_Shape annotation entries_:
::::::::::
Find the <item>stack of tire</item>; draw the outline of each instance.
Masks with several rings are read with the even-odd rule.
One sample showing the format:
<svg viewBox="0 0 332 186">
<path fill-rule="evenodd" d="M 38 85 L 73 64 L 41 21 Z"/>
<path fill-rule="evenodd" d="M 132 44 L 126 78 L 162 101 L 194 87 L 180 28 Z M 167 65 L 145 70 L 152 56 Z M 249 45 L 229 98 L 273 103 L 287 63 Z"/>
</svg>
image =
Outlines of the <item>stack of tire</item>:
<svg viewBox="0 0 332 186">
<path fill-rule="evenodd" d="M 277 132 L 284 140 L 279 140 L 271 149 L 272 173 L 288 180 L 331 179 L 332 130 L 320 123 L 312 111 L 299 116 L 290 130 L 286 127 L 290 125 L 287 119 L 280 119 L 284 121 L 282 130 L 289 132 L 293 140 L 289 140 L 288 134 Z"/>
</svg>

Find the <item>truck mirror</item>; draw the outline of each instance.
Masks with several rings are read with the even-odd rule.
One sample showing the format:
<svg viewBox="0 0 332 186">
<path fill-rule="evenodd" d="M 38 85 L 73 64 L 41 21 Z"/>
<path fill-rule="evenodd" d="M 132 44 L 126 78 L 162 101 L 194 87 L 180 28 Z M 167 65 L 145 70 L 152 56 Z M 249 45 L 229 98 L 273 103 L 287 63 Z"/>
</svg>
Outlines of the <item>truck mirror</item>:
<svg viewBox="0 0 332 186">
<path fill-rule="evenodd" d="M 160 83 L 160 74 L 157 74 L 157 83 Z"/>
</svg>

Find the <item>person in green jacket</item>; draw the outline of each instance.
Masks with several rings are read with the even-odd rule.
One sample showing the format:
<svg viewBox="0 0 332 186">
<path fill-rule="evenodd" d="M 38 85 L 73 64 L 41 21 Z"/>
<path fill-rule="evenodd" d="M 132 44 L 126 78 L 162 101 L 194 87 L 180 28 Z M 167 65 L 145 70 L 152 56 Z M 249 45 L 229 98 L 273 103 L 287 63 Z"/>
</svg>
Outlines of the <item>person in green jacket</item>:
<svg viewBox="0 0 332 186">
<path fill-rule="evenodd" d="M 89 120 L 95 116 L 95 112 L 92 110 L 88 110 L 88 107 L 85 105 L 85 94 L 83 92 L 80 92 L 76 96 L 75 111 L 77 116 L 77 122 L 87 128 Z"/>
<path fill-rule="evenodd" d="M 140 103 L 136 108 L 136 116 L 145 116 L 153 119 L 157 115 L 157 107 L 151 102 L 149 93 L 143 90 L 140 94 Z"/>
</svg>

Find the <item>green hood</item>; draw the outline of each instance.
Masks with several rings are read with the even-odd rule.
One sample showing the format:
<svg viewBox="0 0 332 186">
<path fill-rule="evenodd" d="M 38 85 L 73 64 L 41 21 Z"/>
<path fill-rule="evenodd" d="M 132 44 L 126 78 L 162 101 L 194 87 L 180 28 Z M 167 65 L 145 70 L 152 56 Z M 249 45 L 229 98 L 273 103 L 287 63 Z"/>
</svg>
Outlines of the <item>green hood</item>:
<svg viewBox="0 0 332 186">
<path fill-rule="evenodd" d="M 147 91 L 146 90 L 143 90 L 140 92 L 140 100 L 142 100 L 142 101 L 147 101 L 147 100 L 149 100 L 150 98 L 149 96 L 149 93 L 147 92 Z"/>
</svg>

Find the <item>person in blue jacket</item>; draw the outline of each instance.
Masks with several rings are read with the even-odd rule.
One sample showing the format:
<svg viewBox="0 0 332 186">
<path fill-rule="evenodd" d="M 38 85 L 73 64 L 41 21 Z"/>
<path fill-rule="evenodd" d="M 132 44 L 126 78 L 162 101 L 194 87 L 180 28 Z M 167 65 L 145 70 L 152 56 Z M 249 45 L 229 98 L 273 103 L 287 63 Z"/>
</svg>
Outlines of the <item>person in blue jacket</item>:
::::::::::
_Aim_: Write out the material again without any changes, beginning at the line that contains "Find the <item>person in blue" and ending with the last line of the material.

_Answer to this task_:
Find the <item>person in blue jacket</item>; draw the outline of each instance.
Masks with several rings are read with the even-odd rule.
One sample showing the format:
<svg viewBox="0 0 332 186">
<path fill-rule="evenodd" d="M 38 85 L 73 64 L 41 21 Z"/>
<path fill-rule="evenodd" d="M 132 44 L 126 78 L 162 101 L 194 87 L 180 28 Z M 167 65 L 145 70 L 152 56 Z M 249 45 L 229 98 L 273 103 L 287 63 Z"/>
</svg>
Outlines of the <item>person in blue jacket</item>:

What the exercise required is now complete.